§ **Given exercise A**: Please list every person named in the article on Hollywood beauty standards, including the byline.
§ **Given exercise B**: Resume the article on Hollywood beauty standards, writing on from its last sentence.

— begin Supplied text —

By Moya Lothian-McLean

7 years ago

Surprise - it’s beauty based.

Diversity in Hollywood has been placed under a particularly harsh spotlight over the past 12 months. Between the #MeToo movement and a wave of high-profile pushes for racial and gender equality in the film industry, the entertainment world has undergone visceral change. The problems, of course, are far from being resolved permanently. But when an actress can sit in an interview and openly decry the amount the lack of diversity among the crew producing the segment – and rightfully receive widespread applause – it’s a noticeable shift.

But there’s another barrier preventing the faces we see in films from reflecting the world around us, a top director has declared. And it’s beauty that’s the beast here.

“Looks are more taboo than gender or race,” said Susanne Bier, the Danish director behind 2016’s award-winning BBC One thriller The Night Manager, in an interview to promote her new film, Bird Box.

“If I suggest actors or actresses with unusual looks, I have a much harder time getting them through than anyone else,” she added.

Beauty standards in Hollywood are famously exacting, and as cosmetic technology has become more advanced, they’ve only become more rigorous. So engrained is the idea of ‘perfection’ in the films and television we watch that objectively conventionally beautiful individuals – such as Meghan Markle and Jessica Chastain– are regularly told they are not ‘pretty enough’ to succeed in the industry. 

And Bier – whose work has earned her just one letter short of an EGOT – says the coded way these requirements are expressed makes it a struggle to call them out.

“It’s difficult to talk about because you don’t get a straight answer,” she noted. “You’re not going to get a studio head that says ‘We don’t think this person is beautiful enough’. You get all sorts of strange answers. But that is the reason. There’s no doubt that that is the one taboo which is very hard to overcome.”

— end Supplied text —
— begin Material shown —

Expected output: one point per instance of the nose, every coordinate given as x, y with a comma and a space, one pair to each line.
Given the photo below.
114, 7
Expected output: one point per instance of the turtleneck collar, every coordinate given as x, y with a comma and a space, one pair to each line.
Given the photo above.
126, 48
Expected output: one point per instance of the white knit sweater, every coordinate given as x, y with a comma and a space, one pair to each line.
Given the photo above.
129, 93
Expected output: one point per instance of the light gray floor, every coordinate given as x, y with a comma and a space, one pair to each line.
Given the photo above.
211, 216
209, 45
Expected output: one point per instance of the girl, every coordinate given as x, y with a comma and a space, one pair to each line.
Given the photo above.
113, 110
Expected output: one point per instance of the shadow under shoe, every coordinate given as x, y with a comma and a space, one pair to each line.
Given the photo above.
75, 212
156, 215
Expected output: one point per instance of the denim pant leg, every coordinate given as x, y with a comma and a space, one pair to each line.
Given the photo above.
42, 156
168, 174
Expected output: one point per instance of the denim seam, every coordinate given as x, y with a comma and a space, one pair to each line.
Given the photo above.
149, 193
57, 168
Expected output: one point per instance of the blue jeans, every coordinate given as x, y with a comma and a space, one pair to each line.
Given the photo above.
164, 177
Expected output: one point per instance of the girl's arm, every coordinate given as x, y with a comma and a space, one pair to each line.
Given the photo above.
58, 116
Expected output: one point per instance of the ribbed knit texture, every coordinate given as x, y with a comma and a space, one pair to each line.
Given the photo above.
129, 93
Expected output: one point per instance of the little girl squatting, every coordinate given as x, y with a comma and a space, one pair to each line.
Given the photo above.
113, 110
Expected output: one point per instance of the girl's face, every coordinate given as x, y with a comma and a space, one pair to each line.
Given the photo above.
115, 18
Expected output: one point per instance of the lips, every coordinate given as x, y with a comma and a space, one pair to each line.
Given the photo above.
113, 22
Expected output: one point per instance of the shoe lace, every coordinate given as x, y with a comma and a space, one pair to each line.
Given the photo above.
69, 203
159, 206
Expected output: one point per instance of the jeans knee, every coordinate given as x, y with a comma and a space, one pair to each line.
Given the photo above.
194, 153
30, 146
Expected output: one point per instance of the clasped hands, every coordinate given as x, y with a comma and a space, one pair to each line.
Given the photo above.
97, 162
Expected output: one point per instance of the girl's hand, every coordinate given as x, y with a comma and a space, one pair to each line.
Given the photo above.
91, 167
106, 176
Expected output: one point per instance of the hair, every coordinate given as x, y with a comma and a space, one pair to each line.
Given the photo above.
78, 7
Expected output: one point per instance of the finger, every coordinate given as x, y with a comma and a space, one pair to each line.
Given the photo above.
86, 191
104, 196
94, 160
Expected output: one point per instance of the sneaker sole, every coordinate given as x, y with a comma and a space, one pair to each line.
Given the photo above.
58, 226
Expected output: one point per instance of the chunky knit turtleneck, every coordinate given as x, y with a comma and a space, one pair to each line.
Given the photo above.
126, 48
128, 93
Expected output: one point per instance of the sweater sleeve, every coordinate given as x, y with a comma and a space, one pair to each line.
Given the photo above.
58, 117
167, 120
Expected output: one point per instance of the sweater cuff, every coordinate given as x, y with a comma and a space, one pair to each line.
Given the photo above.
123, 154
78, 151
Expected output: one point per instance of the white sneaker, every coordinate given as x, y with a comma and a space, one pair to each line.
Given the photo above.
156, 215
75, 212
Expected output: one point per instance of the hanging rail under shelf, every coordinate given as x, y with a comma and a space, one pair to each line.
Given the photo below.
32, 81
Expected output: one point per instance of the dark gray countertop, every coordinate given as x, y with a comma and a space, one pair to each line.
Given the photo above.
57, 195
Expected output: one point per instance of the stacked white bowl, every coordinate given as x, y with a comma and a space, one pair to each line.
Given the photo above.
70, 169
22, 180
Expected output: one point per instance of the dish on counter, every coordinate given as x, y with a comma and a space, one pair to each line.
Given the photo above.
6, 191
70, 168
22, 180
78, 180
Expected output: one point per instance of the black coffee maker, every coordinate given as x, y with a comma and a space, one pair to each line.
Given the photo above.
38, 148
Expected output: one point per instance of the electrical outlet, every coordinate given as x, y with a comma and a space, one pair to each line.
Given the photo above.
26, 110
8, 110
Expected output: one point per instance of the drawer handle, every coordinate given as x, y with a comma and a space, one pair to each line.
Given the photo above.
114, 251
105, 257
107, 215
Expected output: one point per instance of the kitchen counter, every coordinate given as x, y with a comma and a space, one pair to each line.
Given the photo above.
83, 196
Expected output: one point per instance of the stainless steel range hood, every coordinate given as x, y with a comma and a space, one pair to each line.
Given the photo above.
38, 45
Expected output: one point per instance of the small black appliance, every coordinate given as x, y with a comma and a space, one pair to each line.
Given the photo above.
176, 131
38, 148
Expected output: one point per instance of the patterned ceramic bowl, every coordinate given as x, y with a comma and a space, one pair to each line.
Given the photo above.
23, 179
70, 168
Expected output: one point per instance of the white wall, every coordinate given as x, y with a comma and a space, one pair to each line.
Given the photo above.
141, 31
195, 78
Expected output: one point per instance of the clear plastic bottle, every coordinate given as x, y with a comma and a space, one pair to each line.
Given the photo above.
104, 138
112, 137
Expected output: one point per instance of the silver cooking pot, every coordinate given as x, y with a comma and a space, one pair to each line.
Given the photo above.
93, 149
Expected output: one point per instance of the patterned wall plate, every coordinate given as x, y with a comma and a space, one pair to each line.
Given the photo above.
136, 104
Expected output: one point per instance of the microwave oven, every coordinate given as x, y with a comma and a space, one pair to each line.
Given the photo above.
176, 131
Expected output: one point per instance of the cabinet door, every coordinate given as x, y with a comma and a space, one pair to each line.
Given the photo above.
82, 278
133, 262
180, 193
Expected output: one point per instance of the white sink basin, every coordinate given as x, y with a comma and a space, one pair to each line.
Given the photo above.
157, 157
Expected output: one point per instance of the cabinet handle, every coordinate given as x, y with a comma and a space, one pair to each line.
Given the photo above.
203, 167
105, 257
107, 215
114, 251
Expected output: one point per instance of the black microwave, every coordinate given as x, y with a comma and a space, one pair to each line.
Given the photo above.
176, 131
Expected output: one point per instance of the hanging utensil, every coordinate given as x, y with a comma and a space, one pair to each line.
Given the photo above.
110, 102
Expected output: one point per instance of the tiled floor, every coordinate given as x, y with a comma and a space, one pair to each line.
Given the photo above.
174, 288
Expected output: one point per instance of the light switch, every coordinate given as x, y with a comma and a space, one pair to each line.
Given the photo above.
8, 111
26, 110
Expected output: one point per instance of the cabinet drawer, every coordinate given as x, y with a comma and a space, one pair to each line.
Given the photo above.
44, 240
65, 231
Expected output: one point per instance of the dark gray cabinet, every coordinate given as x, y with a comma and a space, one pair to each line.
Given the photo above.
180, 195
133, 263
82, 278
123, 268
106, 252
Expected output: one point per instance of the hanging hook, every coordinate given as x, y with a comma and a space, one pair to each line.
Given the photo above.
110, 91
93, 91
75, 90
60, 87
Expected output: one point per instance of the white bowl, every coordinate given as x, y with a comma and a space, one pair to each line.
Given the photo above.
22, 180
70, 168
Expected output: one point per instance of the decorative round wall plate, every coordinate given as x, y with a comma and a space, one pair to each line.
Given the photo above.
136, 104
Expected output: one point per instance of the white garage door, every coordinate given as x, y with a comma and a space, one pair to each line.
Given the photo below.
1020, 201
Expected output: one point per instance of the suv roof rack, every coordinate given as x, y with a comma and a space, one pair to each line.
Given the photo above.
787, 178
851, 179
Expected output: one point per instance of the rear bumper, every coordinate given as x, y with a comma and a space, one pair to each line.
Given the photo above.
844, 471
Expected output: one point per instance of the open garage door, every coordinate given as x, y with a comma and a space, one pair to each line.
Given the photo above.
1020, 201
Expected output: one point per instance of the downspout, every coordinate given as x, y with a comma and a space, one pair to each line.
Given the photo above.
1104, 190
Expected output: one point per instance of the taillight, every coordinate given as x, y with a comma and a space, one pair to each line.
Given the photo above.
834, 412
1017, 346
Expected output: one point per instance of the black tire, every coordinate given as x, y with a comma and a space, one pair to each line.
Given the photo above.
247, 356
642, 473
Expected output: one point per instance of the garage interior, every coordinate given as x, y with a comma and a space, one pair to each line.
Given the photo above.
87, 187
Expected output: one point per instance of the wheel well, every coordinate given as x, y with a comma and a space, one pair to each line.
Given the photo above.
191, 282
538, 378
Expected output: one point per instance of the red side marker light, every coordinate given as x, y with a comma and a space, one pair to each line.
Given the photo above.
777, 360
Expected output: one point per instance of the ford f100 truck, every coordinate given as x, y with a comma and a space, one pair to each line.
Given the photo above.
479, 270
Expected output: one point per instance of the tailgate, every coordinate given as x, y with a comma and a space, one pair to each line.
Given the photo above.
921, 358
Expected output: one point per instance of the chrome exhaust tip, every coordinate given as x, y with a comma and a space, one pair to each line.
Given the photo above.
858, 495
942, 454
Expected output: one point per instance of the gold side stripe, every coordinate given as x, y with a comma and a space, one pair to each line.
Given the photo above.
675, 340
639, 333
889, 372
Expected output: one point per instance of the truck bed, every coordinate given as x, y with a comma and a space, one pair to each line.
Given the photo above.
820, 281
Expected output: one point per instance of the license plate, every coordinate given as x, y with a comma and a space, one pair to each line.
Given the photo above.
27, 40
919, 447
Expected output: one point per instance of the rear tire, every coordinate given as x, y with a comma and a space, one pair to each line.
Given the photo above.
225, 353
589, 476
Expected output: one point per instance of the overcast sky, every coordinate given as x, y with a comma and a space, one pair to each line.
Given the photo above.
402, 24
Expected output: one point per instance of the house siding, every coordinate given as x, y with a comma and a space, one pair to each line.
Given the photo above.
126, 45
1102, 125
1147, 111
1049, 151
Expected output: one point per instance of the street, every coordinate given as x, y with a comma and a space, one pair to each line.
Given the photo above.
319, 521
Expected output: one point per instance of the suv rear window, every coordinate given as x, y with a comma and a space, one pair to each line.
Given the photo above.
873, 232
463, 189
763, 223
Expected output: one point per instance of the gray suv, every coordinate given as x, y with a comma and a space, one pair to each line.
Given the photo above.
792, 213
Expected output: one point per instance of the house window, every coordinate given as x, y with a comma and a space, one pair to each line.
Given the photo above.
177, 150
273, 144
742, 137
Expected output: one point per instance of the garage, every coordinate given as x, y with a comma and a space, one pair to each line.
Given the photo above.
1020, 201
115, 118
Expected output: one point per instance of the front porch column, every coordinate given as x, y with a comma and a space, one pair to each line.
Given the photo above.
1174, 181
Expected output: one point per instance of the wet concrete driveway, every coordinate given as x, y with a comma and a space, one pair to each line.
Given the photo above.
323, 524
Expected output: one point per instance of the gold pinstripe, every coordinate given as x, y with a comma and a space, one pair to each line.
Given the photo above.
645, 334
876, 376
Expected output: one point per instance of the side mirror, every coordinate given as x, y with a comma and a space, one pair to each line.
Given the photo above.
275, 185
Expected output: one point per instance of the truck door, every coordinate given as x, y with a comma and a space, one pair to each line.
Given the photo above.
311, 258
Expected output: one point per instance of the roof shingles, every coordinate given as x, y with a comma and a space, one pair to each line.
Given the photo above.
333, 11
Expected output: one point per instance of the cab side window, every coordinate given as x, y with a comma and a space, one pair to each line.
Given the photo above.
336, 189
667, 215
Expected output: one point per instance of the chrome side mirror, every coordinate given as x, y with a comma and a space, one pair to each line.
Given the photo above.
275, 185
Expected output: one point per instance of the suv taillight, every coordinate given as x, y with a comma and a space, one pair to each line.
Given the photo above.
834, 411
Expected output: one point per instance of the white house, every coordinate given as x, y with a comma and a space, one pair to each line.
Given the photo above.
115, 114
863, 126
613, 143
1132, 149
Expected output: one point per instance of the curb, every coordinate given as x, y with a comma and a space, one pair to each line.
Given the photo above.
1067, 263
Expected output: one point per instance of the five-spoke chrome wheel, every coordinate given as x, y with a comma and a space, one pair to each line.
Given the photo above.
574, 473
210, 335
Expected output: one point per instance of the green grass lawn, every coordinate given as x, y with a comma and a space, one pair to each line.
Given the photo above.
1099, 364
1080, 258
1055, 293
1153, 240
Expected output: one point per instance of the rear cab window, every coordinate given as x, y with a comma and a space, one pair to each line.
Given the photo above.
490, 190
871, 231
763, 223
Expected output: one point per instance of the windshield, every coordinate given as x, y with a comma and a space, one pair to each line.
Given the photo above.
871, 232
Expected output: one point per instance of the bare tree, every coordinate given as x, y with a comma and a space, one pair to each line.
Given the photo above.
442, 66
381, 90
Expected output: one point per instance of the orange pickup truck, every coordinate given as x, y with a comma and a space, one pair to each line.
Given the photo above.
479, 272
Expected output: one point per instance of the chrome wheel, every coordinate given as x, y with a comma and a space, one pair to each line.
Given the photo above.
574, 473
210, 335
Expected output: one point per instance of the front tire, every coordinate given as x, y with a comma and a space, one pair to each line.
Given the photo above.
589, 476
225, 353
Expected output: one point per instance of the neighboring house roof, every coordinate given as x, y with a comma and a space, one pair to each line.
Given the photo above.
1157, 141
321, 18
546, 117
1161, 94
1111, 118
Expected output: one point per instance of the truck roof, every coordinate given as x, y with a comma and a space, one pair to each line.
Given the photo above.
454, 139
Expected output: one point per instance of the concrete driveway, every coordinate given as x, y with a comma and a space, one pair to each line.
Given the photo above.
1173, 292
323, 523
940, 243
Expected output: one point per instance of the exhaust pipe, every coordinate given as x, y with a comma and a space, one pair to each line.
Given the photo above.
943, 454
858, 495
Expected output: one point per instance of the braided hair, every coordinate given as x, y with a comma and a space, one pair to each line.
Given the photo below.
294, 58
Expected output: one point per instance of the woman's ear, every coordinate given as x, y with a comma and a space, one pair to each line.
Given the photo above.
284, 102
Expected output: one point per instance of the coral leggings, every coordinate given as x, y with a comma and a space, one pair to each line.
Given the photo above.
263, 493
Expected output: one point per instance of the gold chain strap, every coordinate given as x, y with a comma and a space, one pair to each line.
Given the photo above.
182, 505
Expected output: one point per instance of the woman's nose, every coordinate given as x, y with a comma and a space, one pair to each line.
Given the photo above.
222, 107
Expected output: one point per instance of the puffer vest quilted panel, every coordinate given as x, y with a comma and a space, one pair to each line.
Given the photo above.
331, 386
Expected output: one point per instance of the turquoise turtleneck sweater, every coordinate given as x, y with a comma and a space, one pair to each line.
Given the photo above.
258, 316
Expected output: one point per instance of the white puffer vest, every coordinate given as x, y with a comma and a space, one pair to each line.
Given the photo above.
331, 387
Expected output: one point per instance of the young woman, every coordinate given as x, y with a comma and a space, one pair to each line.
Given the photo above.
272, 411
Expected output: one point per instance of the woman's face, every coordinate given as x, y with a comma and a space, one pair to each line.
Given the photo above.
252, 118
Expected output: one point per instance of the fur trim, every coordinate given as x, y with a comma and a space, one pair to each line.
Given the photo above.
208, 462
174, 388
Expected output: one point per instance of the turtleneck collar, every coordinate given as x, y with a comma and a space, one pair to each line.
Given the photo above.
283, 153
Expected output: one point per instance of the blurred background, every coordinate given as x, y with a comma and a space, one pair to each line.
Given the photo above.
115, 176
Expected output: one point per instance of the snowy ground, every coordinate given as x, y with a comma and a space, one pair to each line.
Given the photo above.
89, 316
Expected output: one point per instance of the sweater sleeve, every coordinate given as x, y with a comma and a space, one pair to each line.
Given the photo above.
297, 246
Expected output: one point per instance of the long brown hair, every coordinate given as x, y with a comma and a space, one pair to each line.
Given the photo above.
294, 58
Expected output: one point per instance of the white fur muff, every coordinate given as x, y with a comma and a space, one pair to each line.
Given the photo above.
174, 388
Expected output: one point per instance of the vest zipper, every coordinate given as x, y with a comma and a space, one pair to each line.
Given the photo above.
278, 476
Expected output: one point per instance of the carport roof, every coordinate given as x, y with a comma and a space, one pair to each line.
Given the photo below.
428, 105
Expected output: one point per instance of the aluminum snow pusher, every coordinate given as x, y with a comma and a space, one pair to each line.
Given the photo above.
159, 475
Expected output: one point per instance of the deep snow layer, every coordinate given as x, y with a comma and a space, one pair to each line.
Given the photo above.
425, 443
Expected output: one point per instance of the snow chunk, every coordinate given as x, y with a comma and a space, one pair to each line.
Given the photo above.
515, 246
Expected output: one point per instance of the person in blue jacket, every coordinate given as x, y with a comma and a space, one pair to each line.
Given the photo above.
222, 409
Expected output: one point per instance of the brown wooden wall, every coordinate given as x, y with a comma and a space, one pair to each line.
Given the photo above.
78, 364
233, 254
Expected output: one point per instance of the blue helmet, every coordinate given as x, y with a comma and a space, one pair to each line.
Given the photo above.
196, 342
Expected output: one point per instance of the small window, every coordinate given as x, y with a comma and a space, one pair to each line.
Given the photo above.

— end Material shown —

§ **Final answer A**: Moya Lothian-McLean, Susanne Bier, Meghan Markle, Jessica Chastain

§ **Final answer B**:
And part of the problem may lie with us. Bier believes that audience demand to see beautiful, shiny people on screen is creating a Catch-22 problem whereby studios are acquiescing to what they believe are consumer demands, and only casting traditionally attractive actors. But the lack of beauty diversity means that audiences don’t have a choice – and can’t demonstrate their preference for anything else.

We’ve seen similar situations before. Previously, a dearth of female-fronted films was excused because it was believed audiences wouldn’t support the ventures. But when Hollywood began taking a ‘chance’ on those projects, they quickly outperformed male counterparts at the box office.  

Bier predicts that it’s the new wave of projects that place women front-and-centre that will be responsible for a change in attitudes to beauty – as well as bringing female characters with more depth to our screens.

“We are going to see a more complex description of humanity with more female directors,” she added.

“Female characters have been for too long a sort of love interest, a function of a main male character, whether a mother, a daughter, a girlfriend. There’s no doubt that male characters are way more nuanced and complex than female characters.”

“[Change] isn’t just [needed] from a feminist, political point of view. It’s purely from an artistic point of view. It’s just plain boring that women are not allowed to be more exciting [on screen]. They can be less likable, as long as they’re more interesting.”

Bring it on.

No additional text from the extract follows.